STATED PROBLEM: Count the lines in the material below that contain the string "arched", and give only that number.

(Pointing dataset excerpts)
--- Begin ---
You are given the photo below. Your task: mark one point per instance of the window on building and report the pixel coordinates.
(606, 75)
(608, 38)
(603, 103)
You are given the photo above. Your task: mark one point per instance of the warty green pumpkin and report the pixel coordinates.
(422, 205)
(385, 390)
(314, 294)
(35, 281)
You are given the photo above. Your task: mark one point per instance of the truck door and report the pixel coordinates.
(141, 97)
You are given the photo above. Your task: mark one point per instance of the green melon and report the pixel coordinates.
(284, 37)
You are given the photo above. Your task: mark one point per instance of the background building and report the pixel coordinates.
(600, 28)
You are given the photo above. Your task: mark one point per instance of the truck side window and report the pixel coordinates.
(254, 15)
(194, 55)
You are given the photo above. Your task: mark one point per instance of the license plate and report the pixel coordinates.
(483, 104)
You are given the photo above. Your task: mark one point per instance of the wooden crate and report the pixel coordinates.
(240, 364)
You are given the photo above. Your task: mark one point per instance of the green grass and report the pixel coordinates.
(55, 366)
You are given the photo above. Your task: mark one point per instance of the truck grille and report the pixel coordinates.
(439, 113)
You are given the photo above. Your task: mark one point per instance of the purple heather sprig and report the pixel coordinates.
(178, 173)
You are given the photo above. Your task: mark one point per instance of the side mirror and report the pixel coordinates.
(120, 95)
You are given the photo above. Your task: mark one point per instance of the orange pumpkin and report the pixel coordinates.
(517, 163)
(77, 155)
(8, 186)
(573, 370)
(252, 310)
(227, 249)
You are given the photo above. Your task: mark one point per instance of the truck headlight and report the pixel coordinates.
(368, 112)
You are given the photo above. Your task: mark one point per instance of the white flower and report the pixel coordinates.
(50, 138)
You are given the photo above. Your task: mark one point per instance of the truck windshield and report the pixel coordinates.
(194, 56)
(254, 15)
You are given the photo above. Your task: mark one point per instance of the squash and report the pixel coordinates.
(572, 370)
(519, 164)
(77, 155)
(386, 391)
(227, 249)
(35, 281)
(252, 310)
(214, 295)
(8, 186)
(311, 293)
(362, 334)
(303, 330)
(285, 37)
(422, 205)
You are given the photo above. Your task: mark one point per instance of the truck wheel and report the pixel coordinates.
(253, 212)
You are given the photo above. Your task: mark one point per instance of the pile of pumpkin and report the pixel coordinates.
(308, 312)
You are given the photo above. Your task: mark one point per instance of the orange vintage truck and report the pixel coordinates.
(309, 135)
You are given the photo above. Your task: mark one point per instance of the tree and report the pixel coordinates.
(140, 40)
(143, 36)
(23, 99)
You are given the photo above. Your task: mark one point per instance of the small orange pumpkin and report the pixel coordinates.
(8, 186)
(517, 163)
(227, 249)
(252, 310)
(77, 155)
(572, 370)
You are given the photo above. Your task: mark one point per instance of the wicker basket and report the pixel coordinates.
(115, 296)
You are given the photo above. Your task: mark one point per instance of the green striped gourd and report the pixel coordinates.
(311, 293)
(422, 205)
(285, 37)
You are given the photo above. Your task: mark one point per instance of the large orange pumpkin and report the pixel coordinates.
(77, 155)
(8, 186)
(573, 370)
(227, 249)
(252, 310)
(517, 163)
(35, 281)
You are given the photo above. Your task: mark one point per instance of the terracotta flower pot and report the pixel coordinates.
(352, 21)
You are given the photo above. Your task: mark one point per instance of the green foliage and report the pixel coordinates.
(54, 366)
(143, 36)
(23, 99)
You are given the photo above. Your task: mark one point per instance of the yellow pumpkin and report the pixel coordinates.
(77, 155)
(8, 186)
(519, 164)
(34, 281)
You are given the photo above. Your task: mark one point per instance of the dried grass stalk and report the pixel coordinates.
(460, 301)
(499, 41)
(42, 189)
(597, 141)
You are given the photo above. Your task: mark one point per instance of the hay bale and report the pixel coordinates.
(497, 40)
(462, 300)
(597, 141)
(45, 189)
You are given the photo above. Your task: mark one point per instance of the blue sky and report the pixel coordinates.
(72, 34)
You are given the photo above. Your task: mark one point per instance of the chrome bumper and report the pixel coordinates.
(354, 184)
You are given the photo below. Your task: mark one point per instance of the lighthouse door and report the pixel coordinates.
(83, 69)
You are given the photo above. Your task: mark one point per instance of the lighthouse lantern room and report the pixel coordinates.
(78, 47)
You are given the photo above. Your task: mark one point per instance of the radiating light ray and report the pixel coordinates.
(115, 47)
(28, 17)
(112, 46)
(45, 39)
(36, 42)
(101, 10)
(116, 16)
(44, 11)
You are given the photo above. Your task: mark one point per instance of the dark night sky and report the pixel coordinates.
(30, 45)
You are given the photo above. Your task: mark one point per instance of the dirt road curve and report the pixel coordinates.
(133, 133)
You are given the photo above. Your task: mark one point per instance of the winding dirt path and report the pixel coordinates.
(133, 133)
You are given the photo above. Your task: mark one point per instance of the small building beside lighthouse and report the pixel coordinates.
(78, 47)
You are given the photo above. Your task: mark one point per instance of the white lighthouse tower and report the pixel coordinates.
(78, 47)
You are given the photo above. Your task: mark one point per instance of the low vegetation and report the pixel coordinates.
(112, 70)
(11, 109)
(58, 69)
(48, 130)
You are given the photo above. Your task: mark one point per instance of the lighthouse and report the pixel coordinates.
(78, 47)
--- End ---
--- Begin ---
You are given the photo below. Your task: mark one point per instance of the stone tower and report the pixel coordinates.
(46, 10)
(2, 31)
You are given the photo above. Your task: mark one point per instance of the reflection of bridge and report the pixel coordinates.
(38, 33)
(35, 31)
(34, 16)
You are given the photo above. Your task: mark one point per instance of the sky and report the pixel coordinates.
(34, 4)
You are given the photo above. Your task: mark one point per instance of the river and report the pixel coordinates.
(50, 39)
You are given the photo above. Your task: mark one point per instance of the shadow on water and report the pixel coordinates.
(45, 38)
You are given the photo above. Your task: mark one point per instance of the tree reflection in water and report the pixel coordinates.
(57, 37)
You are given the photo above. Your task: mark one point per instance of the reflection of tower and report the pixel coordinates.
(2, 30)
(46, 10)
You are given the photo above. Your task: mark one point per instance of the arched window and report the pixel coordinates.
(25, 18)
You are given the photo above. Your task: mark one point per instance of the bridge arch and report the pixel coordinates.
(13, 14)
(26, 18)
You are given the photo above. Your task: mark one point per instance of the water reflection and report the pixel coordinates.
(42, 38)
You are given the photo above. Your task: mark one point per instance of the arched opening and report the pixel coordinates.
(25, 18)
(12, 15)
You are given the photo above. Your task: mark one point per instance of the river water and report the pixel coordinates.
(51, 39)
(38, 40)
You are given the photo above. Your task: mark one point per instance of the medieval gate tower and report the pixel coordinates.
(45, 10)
--- End ---
FINAL RESULT: 2